• KUTIPAN:
------------------------------------------------------------

Joko : Produksi Mesti Tetap Tinggi dan Lakukan Efisiensi

Joko Supriyono, Ketua Umum Gabungan Pengusaha Kelapa Sawit Indonesia, berterima kasih pada pemerintah yang buka kembali keran ekspor minyak goreng. Foto: TROPIS.CO/Jos
Joko Supriyono, Ketua Umum Gabungan Pengusaha Kelapa Sawit Indonesia, berterima kasih pada pemerintah yang buka kembali keran ekspor minyak goreng. Foto: TROPIS.CO/Jos

TROPIS.CO, NUSA DUA – Di tengah kondisi harga minyak sawit dunia yang tak menentu, para pengusaha industri kelapa sawit di Tanah Air tak boleh lalai untuk mengerjakan pekerjaan rumah sendiri, yakni menjaga produktivitas tetap tinggi atau optimal dan lakukan efisiensi agar biaya produksi bisa hemat.

------------------------------------------------------------

Baris dataset tentang letak objek:
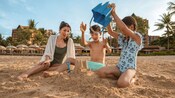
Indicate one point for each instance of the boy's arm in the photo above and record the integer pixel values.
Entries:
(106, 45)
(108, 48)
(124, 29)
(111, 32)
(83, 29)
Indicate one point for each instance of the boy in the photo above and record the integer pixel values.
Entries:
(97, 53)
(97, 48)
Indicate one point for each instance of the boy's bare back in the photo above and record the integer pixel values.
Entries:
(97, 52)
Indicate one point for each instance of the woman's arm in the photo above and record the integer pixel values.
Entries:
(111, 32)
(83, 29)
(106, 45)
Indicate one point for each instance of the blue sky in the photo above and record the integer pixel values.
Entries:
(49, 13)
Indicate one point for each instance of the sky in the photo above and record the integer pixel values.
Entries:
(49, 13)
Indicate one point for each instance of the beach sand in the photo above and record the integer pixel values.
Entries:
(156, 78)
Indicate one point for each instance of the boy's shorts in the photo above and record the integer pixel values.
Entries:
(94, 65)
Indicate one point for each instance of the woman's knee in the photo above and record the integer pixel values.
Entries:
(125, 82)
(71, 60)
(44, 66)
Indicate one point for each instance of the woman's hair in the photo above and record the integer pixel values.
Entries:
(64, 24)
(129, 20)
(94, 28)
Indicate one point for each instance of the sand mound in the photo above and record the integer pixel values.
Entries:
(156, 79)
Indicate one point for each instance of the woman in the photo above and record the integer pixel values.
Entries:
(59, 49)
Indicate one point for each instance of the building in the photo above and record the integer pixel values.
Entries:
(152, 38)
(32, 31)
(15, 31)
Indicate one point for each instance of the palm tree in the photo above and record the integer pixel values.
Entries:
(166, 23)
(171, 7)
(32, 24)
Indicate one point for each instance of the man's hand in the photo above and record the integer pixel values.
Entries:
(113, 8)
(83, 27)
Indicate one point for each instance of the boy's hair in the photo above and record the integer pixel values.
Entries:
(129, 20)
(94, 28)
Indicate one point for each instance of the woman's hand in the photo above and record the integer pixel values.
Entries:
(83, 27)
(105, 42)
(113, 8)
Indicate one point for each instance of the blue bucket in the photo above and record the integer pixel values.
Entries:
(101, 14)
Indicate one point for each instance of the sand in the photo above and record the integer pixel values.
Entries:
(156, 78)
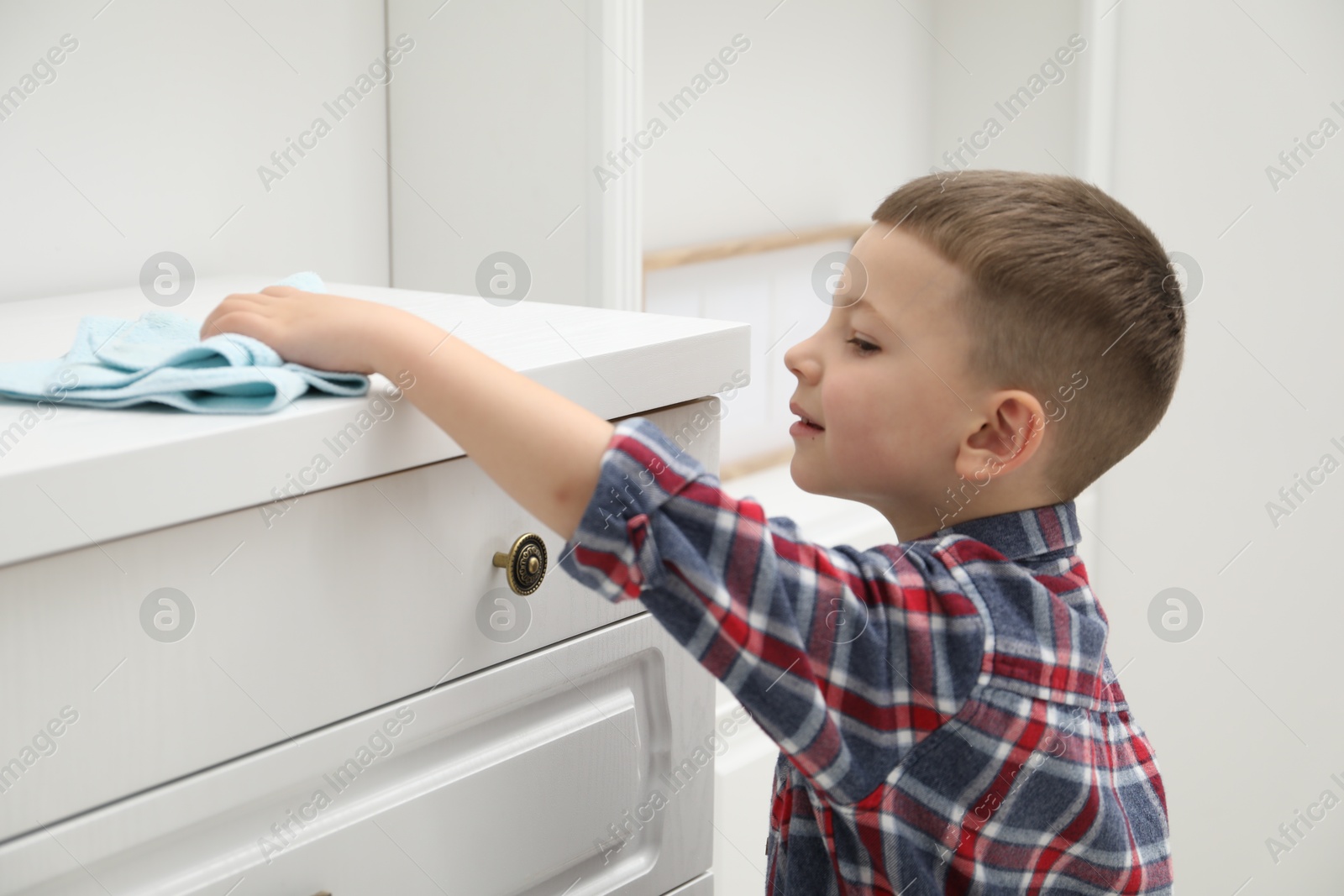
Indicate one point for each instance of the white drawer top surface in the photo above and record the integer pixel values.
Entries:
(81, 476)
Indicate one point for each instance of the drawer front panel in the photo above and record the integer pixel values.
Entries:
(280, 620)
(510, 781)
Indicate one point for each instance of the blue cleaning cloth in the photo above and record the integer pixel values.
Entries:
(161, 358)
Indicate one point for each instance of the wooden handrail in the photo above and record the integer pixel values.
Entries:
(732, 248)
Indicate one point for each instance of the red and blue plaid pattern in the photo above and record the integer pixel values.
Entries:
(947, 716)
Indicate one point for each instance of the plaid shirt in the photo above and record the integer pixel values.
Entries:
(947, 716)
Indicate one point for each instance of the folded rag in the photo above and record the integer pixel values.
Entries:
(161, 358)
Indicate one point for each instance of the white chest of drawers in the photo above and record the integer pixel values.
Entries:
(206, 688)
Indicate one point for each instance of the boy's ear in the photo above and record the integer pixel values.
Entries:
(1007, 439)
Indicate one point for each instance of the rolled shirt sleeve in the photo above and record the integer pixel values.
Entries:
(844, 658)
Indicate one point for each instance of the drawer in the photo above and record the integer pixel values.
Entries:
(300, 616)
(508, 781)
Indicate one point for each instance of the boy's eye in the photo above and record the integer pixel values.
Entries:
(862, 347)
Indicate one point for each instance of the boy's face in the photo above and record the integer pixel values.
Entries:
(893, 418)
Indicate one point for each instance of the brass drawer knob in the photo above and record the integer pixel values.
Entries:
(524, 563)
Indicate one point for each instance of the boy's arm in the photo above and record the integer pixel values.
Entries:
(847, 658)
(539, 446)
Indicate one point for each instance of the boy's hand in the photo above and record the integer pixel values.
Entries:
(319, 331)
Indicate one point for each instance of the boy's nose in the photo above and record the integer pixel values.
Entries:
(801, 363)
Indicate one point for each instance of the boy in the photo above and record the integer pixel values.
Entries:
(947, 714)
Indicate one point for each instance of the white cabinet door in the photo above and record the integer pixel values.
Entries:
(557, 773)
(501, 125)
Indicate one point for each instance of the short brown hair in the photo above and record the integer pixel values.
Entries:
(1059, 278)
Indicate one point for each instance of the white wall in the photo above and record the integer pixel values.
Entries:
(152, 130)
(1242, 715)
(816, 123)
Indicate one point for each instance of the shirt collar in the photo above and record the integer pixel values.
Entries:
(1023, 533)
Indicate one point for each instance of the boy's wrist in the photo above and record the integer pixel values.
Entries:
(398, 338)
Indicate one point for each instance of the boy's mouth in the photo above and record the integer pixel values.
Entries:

------------------------------------------------------------

• SOAL LATIHAN:
1 > Rangkum artikel tentang industri kelapa sawit di atas dalam dua kalimat.
2 > Menurut artikel tentang industri kelapa sawit, benarkah pernyataan (a), (b), dan (c) berikut? Jawab ya atau tidak untuk masing-masing, disertai kutipan kata-kata artikel yang menentukan.
(a) Joko Supriyono adalah Ketua Umum Gabungan Pengusaha Kelapa Sawit Indonesia.
(b) Harga minyak sawit dunia digambarkan dalam keadaan stabil.
(c) Pemerintah menutup keran ekspor minyak goreng.
3 > Teruskan artikel tentang industri kelapa sawit itu, mulai setelah kalimat terakhirnya.

• JAWABAN LATIHAN:
1 > Joko Supriyono, Ketua Umum Gabungan Pengusaha Kelapa Sawit Indonesia, berterima kasih kepada pemerintah yang membuka kembali keran ekspor minyak goreng. Di tengah harga minyak sawit dunia yang tak menentu, para pengusaha kelapa sawit di Tanah Air diingatkan untuk menjaga produktivitas tetap tinggi dan melakukan efisiensi agar biaya produksi bisa hemat.

2 >
(a) Ya: "Joko Supriyono, Ketua Umum Gabungan Pengusaha Kelapa Sawit Indonesia"
(b) Tidak: "kondisi harga minyak sawit dunia yang tak menentu"
(c) Tidak: "berterima kasih pada pemerintah yang buka kembali keran ekspor minyak goreng"

3 >
Hal itu disampaikan Ketua Umum Gabungan Pengusaha Kelapa Sawit Indonesia (GAPKI) Joko Supriyono di Nusa Dua, Bali, belum lama ini.

“Pekerjaan rumah itu apa, ya kita harus berusaha semaksimal mungkin meningkatkan produktivitas dan melakukan efisiensi.”

“Hal itu mutlak karena dengan begitu kita bisa menekan biaya produksi. Pasalnya, industri kelapa sawit adalah price taker industry.”

“Artinya, pengusaha industri sawit tak bisa menentukan harga produk mereka di pasar dunia.,” ujar Joko.

Oleh sebab itu, menurut Joko, pengusaha yang mampu menyintas (survive) di industri kelapa sawit adalah mereka yang produktif dan paling efisien.

“Berapapun kondisi harga di pasar global, kita tak atur. Kita tak bisa kontrol. Yang bisa kita kontrol atau atur adalah biaya produksi kita (production cost) masing-masing.”

“Makin baik dan efisien production cost kita maka dalam situasi yang paling jelek pun, kita mampu menyintas,” tegasnya.

Ia pun mengingatkan, jangan sampai pengusaha industri sawit terlena karena pernah menikmati margin harga yang bagus sehingga tidak siap menghadapi harga minyak sawit  global yang turun saat ini.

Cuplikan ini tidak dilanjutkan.